Putting aside risks to their next election, Tennessee’s political leaders championed investments to enable future opportunities. For example, in 2021, Ford picked Tennessee for its new electric truck factory, a $5.6 billion investment called Blue Oval City. That site was prepared for economic development years ago and was ready when Ford came knocking. Chattanooga’s public utility offers 1G fiber internet for $67 month, a controversial investment viewed as risky at the time. But that fiber attracted many people to Chattanooga who were teleworking during the pandemic, helped attract business investment, and is serving as a quantum testbed.

Now companies need new energy-intensive data center capacity for generative AI, edge, and cloud computing to support computation on vehicles and vehicle connectivity, and Google needs to support training of 3-5 large language models. TVA is working with Google to help better plan around capacity constraints, and working on ways to get more out of the transmission lines they already have.
□ □ □ □ □ □ □
◆ **Work request 1**: According to the Tennessee investment text, how much does Chattanooga's public utility charge per month for 1G fiber internet?
◆ **Work request 2**: Extend the Tennessee investment text, starting after its final sentence.
□ □ □ □ □ □ □
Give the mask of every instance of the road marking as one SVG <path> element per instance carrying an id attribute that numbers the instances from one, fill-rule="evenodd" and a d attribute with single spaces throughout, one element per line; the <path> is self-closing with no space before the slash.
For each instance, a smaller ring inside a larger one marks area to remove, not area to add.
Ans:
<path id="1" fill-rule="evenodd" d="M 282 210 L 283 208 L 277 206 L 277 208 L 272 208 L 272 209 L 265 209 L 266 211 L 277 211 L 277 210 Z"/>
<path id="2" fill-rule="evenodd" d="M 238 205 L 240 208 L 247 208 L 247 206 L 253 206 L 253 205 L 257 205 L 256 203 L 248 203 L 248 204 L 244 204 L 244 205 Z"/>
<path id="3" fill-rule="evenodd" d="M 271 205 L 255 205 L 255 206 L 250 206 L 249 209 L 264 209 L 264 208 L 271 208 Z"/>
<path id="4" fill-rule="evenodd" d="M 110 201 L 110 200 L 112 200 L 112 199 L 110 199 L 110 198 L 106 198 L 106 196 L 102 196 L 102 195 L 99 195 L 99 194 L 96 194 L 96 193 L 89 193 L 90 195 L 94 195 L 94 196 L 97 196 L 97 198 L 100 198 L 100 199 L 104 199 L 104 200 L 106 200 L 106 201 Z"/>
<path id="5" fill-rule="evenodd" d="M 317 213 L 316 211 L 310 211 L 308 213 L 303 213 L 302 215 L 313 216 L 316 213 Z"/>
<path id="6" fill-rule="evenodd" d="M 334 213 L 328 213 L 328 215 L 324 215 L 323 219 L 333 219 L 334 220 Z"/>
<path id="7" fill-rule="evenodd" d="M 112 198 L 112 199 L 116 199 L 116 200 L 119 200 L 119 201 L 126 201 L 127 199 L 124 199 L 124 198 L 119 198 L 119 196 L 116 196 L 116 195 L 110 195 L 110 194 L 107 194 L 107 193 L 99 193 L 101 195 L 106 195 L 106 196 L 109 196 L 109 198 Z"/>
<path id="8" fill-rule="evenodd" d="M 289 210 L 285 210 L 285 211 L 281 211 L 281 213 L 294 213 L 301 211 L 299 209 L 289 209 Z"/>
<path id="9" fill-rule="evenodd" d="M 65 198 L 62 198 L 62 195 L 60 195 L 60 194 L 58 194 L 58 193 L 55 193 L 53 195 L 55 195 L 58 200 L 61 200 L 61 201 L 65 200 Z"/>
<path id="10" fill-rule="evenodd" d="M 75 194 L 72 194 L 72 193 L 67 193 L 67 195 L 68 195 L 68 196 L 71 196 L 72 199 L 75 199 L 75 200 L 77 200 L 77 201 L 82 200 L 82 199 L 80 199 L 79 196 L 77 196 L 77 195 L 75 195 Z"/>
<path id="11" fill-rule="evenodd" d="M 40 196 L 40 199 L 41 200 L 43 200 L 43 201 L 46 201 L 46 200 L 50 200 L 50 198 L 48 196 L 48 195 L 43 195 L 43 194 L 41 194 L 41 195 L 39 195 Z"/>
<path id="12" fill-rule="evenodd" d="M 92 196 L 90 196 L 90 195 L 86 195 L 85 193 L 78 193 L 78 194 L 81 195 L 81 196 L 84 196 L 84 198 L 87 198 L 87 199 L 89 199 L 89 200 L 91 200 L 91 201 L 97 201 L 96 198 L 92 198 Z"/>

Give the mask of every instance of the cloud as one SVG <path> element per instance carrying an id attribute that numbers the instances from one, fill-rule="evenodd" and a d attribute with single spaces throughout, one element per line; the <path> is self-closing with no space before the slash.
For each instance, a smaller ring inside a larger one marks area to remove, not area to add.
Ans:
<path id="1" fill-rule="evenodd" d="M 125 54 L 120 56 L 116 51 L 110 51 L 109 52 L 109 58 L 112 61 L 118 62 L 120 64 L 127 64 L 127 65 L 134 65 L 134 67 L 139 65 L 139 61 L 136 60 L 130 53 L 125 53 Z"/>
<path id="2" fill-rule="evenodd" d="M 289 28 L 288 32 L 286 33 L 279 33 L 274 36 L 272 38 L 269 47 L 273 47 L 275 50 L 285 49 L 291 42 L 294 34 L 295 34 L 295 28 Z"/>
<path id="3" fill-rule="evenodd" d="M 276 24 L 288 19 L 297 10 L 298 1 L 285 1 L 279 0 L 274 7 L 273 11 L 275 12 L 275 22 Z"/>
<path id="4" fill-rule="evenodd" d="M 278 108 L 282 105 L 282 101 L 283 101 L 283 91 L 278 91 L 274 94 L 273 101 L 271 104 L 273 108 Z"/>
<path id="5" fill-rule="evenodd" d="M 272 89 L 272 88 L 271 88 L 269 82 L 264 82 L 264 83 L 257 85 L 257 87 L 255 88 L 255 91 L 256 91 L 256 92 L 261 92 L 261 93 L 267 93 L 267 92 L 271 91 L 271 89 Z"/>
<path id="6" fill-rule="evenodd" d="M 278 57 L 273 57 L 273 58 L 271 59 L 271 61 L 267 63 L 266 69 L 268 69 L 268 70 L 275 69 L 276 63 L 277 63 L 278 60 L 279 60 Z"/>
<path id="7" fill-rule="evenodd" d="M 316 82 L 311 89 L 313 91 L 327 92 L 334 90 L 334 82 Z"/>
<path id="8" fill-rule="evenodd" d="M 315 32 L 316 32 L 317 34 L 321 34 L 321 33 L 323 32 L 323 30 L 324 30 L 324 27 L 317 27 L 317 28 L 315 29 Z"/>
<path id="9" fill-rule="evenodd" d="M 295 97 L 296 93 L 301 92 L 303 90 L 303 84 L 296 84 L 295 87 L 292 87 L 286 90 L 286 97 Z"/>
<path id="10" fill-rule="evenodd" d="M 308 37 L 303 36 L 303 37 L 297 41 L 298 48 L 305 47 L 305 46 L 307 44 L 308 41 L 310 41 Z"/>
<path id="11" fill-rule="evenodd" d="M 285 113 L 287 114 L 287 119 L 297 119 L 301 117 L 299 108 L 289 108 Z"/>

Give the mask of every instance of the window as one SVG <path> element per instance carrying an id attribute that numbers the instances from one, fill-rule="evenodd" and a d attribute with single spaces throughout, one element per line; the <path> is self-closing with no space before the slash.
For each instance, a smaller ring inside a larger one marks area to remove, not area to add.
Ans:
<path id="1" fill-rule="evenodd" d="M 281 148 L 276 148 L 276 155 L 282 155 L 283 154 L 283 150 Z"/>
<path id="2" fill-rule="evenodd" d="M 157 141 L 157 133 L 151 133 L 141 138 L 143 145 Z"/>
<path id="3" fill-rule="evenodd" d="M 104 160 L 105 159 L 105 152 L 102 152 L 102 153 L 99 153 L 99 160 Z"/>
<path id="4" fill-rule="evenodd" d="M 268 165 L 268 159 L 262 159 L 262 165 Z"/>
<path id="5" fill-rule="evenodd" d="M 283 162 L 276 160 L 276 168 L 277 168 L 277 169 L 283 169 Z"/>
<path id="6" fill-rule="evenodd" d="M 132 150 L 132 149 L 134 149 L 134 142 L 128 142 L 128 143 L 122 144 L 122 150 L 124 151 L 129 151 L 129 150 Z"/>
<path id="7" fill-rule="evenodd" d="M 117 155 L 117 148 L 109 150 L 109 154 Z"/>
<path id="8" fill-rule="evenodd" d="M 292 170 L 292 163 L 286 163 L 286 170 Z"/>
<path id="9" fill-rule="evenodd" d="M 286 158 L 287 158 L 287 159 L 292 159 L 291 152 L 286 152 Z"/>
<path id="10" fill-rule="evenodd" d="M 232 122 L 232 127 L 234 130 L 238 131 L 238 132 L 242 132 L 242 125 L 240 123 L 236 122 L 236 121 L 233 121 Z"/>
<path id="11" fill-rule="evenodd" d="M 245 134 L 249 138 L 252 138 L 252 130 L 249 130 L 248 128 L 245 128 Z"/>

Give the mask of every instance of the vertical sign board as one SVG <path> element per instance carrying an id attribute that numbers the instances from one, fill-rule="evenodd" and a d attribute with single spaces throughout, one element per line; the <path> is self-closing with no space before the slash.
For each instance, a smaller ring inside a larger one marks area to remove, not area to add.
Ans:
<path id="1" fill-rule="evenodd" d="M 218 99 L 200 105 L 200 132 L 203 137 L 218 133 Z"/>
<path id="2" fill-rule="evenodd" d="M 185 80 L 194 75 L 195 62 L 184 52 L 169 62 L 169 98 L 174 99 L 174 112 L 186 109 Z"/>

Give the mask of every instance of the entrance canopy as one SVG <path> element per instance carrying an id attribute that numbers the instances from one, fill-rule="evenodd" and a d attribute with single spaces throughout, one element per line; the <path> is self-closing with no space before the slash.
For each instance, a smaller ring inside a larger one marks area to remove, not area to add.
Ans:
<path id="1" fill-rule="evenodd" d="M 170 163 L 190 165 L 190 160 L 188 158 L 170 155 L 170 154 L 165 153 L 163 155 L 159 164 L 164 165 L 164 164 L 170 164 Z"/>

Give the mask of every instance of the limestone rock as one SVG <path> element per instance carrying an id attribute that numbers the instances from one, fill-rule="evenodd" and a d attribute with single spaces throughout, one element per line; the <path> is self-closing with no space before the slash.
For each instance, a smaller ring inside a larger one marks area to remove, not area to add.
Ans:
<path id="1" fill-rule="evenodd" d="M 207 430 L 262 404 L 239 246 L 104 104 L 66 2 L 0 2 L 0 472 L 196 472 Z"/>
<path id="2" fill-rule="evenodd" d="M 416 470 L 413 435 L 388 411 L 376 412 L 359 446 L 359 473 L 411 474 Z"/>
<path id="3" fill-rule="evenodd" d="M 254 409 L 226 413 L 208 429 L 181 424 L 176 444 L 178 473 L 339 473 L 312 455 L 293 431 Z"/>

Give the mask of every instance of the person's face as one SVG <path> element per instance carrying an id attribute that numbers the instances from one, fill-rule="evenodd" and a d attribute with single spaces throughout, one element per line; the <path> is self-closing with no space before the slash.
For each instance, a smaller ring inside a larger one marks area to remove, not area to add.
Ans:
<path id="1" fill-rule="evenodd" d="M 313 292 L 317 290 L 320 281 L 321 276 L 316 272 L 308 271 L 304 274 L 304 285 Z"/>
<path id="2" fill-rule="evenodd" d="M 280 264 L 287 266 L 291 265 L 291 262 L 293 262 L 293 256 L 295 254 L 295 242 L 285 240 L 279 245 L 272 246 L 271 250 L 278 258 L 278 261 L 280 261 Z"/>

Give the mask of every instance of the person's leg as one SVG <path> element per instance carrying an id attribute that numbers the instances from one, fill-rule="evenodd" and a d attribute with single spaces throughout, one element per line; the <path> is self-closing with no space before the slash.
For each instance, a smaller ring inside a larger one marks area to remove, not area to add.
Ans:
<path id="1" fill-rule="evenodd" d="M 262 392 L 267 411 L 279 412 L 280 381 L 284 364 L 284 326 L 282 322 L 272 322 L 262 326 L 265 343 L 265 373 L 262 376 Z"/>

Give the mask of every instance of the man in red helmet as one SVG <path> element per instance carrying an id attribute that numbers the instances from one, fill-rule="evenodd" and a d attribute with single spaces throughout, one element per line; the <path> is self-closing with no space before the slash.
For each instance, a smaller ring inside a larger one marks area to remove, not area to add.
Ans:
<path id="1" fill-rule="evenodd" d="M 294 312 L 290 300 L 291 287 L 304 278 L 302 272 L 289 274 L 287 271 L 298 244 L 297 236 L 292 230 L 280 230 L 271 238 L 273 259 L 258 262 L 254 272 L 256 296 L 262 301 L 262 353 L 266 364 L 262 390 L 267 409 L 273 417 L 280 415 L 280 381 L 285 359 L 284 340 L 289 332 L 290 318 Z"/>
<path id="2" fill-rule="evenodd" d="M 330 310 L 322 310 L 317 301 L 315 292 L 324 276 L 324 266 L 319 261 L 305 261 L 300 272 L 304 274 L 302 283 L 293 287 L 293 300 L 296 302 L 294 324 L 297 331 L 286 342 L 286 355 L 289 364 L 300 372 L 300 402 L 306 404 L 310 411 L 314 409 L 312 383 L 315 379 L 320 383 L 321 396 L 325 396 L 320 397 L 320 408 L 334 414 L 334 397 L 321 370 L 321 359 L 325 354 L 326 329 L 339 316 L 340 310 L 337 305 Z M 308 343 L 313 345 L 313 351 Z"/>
□ □ □ □ □ □ □
◆ **Reply 1**: $67 a month.

◆ **Reply 2**:
Educators and trainers focused on developing the workforce businesses need. K-12, higher education, and workforce training providers partner with industry to develop the workers businesses need. For example, to support its new truck factory, Ford worked with university leaders to identify needed competencies and tailor curricula to meet those needs. Existing secondary and post-secondary programs were scanned, and new programming developed to close gaps. Oracle is moving its headquarters to Nashville to capitalize on the state’s burgeoning health care sector. Oracle plans to embed with local high schools and universities to build training curricula and internship programs that will equip students to hit the ground running at Oracle immediately after graduating.

Building on current assets as a springboard to future industries. For example, a coalition of more than 100 public and private entities—including more than 50 companies and every technical school, two-year college, and four-year university in the state—is working to make Tennessee a destination for mobility innovation. Different entities are developing different parts of the ecosystem including research capabilities, the supplier base, and regulation.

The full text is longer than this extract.